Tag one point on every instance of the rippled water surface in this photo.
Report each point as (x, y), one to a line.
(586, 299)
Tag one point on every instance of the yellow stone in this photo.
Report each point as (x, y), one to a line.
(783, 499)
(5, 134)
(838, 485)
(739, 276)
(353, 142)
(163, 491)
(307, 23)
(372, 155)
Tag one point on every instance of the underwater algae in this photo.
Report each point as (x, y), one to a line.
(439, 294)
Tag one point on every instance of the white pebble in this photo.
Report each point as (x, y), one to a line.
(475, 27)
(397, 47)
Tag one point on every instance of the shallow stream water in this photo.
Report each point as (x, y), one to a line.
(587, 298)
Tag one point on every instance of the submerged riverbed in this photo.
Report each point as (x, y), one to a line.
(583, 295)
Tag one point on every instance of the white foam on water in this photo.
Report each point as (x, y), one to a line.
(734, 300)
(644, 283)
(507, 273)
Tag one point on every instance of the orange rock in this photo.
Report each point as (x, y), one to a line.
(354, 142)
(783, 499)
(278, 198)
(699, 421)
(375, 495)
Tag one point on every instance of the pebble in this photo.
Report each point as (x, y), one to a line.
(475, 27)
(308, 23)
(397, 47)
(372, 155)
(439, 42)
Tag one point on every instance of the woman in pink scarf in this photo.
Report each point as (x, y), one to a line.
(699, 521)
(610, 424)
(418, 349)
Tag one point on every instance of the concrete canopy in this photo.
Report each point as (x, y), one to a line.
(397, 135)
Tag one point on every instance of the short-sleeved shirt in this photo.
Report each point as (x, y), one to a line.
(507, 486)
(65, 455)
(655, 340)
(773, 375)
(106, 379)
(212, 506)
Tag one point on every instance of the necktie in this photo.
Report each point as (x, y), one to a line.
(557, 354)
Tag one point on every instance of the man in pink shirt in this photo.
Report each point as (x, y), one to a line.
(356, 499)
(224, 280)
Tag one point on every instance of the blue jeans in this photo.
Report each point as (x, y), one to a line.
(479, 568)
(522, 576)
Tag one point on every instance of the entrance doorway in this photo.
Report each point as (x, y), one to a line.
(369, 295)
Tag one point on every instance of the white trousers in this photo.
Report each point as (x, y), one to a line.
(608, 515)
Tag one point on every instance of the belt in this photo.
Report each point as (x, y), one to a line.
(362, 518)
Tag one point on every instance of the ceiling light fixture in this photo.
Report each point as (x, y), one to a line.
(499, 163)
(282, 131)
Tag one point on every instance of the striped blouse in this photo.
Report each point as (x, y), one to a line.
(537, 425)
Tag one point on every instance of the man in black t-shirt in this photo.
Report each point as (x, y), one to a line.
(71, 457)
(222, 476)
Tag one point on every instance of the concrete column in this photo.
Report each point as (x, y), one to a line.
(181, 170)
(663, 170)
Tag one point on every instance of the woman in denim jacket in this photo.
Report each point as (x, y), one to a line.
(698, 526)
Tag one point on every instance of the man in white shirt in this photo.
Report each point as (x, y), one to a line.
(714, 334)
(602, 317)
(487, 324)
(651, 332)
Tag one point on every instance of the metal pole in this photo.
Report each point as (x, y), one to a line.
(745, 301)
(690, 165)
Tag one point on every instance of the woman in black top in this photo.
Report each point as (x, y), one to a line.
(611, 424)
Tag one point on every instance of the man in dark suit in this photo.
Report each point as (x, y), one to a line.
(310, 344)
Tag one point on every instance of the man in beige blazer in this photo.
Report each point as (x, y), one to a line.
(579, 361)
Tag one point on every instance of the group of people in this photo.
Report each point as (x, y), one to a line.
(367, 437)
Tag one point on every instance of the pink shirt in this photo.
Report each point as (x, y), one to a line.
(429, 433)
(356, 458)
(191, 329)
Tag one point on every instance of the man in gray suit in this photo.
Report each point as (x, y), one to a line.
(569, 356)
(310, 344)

(Exercise objective): Quote the listing above, but only from the line that shows "Tag one point on every instance of the belt" through the line that shows "Tag one point on every instance of the concrete column".

(Response):
Tag one point on every instance of the belt in this photo.
Report each point as (x, y), one to a line.
(362, 518)
Tag one point on every instance of the ceiling light fixture in this photo.
Report each point as (x, y), one to a line.
(499, 163)
(282, 131)
Tag one point on every instance of the striped blouse in this photo.
Report each point as (x, y), one to a line.
(537, 425)
Tag one point on every instance of the man in black t-shirt in this photo.
Report each point as (x, y), one to a line.
(71, 457)
(222, 476)
Tag one point on every instance of the concrete column in this photo.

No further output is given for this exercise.